A compilation of built-in functionalities to apply multiple Machine Learning algorithms with Matlab. Requires the Machine Learning, Parallel Computing, Statistical and Optimisation toolboxes.
The purpose of this work is to provide an insight into some of the methods and tools available within Matlab to perform Machine Learning. It is not intended to be used as part of a software package although I hope it can help develop algorithms in a more efficient way to those involved in hands-on Machine Learning research as that was the original purpose of this work as part of a broader project on feature learning.
At the moment the data from
Cortez et al. 2009 - 'Modeling wine preferences by data mining from physicochemical properties'.
is the only dataset used and hence a single subfolder has been created at the root of the repository.
Within this folder there are four main scripts and additional folders including functions to remove poor quality data samples, standardisation and rescaling of the data and additional plot functionalities. The four main scripts cover the following points:
1-VinhoVerde_Quality_ViewData.m: This script contains code to visualise the multiclass data and different statistical metrics split by class.

= = = = = = =

**Set exercise 1**:
According to the Matlab machine learning description, which dataset is the only one used at the moment?
**Set exercise 2**:
Sum up the Matlab machine learning description in two sentences.
**Set exercise 3**:
Pick up the Matlab machine learning description after its last line and keep writing.

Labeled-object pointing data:
= = = = = = =

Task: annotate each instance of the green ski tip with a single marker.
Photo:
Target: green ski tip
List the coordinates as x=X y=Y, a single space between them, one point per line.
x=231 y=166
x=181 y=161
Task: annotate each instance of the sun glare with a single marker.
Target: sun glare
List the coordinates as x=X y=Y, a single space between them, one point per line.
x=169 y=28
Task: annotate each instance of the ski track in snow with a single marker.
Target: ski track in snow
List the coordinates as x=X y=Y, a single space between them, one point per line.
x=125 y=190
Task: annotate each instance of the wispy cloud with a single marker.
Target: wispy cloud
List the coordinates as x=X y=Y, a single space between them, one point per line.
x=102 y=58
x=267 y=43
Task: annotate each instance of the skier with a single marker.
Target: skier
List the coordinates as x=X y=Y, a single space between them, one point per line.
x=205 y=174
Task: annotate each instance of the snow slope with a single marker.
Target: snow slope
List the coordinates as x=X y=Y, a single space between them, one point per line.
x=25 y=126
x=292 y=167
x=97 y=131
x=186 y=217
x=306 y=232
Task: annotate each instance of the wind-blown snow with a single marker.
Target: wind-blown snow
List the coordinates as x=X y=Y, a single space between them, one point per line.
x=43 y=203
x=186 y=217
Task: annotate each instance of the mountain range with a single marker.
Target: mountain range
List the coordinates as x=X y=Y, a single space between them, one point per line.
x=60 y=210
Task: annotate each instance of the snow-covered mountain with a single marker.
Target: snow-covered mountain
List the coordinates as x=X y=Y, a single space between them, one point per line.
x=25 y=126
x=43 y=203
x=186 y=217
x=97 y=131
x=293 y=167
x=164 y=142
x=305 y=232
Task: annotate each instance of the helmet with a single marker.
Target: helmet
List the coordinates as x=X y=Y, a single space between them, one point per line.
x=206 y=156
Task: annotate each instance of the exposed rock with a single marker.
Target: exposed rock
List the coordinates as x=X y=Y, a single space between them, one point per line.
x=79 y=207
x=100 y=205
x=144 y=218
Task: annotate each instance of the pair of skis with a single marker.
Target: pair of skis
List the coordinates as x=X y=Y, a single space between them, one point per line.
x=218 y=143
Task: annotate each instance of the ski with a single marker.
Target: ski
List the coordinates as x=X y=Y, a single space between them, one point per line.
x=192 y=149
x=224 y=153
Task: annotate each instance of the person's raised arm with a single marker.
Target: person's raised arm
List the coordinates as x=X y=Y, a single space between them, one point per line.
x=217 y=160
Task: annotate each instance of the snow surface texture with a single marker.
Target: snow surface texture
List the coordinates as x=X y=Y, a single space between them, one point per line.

= = = = = = =

**Final result 1**:
The data from Cortez et al. 2009, "Modeling wine preferences by data mining from physicochemical properties."

**Final result 2**:
The work gathers built-in Matlab functions for applying several machine learning algorithms and is meant to show the methods and tools Matlab offers rather than to serve as a software package. It currently uses only the wine data from Cortez et al. 2009, kept in one subfolder with four main scripts and extra folders of functions for removing poor-quality samples, standardizing and rescaling the data, and plotting.

**Final result 3**:
2-VinhoVerde_Quality_UnsupervisedLearning.m: Unsupervised learning applied to this wine dataset including four chapters.
- Chapter 2.A) A study of the data natural clustering via self organising maps (SOM)
including multiple visualisations of the latter.
- Chapter 2.B) A study of K-means clustering on the data and the parameterisation of
the algorithm. In this chapter, simple parallelisation is used to study
the influence of varying parameters and different criteria are explored
to extract an optimal number of clusters. Additionally, data is
visualised giving preference to the clusters showing greatest sparsity
accross the data.
- Chapter 2.C) A brief tutorial on the tools in Matlab used to perform Hierarchical
clustering and evaluate the suitability of such analysis to the sample
data
- Chapter 2.D) A study on EM Mixture of Gaussian clustering including 2D
visualisation of the data to better understand the assumptions behind
this approach to clustering.
3-VinhoVerde_Quality_SupervisedLearning.m: Supervised learning applied to wine type (red vs white) and quality label within each wine type. This script includes 6 chapters.
- Chapter 3.A) A study on clustering via K-Nearest Neighbours and the influence of
applying different distance metrics and distance factors. For v. 2016b
users, Bayesian optimisation is used to optimise hyperparameters and an
alternative brute force optimisation within a selected hyperspace is
offered for users of earlier versions. Simple parallelisation is used to
reduce the computation time.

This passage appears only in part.